Document text
•••

Management's direction of Howard, actions of the parties before, during and subsequent to Howard's release and the controversy surrounding his final days are the subjects of litigation. It seems wise to await the insight that discovery, finding of fact and judgment may bring to light before offering any further commentary on this, the prequel to the Roth drama.
Ron Howard's comments above in answer to the question "Russell Crowe doesn't suffer fools gladly on film sets. How did you and he get along?" seems to fit, in part, here. CBS hired the former front man of a rock band, a person, it would seem safe to say, who would not likely suffer fools. But my point is not to compare Roth with Crowe here, rather to make plain the powerful forces inherent in conflict, mutual confidence and in the role of a director in the creative process. The responsibility for success, in my opinion, rested equally on talent and director. Producing effective results requires the absence of conflict that Ron Howard speaks about. The early reports seem to suggest conflict was rife in the Roth situation.

•••

Stored data
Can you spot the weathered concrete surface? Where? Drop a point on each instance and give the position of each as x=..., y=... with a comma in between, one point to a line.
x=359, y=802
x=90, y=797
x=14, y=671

•••

Complete the following
a) Transcribe the Roth commentary from "Ron Howard's comments" to "the Roth situation.".
b) Answer these questions about the Roth commentary:
(i) What question was Ron Howard responding to in the comments the writer cites?
(ii) Who hired the former front man of a rock band?
(iii) According to the writer, on whom did responsibility for success rest equally?
c) Continue the Roth commentary from its final sentence.

Set of answers
a)
Ron Howard's comments above in answer to the question "Russell Crowe doesn't suffer fools gladly on film sets. How did you and he get along?" seems to fit, in part, here. CBS hired the former front man of a rock band, a person, it would seem safe to say, who would not likely suffer fools. But my point is not to compare Roth with Crowe here, rather to make plain the powerful forces inherent in conflict, mutual confidence and in the role of a director in the creative process. The responsibility for success, in my opinion, rested equally on talent and director. Producing effective results requires the absence of conflict that Ron Howard speaks about. The early reports seem to suggest conflict was rife in the Roth situation.

b)
(i) "Russell Crowe doesn't suffer fools gladly on film sets. How did you and he get along?"
(ii) CBS.
(iii) On talent and director.

c)
As the trade watched, the epic tragedy played out as if it were a slow motion car crash viewed one grainy freeze frame at a time. The soundtrack came directly from the attendant brawl, the industry wide parlor game of handicapping the high stake events. Never in recent times have so many second-guessed the minutia of a radio show's end, the hiring of replacement shows and the debuts, first days of the new shows. The derby of the decade, it was, replete with robust chatter about the retiring favorite, the new jockeys, the horses, the trainers and the owners. Every player had a good seat except those with something to lose, the principals putting careers, reputations and assets at risk in the harsh side games of unintended consequence. The noise and fervor in those first rounds of spirited no-ante wager have abated. The first races in the winter championship meet over, the first-time jockey in the multitrack east coast race cashiered before official results are posted. Now comes industry editorial, the somewhat tamer and a tat more rational discussion of detritus and the collateral damage. Welcome to the second guess on the second guess. The upcoming release of winter book numbers, the CBS Q1 call, together with comments (and spin) from the involved parties and a new team hitting the air will no doubt provide the accelerants needed to refresh the flaming. The fates and fortunes of the other replacements, a rich store of argument and second-guessing, held in reserve for now. Dogs bark, but the caravan rolls on goes the old Balkan proverb.
Please allow me to suggest some thoughts on the bigger business issues here. In the macro, the David Lee Roth adventure appears to offer lessons learned in each of the following disciplines...
- Succession planning (seeking stars in advance of needs; the interval between first notice of need and announcement of new hire)
- Creative process I (concept development, innovation, expectations, moving from rule taker to rule breaker and rule maker)
- Casting (against role and concept)
- Creative process II (leadership, managing the gap, standards, collaboration, staging, direction, editing, refinement of the solution set)
- Marketing (to listeners, advertisers, staff and other potential stars in waiting)
- Decisions to terminate (incl the Dwight Case rule of "when, how much and why")
- Recovery (renewal, growth, resilience and preservation)
My thoughts on each of these topics will be available in posts beginning after next week's NAB. Please check back at the end of next week. Until then I welcome your comments on the outline.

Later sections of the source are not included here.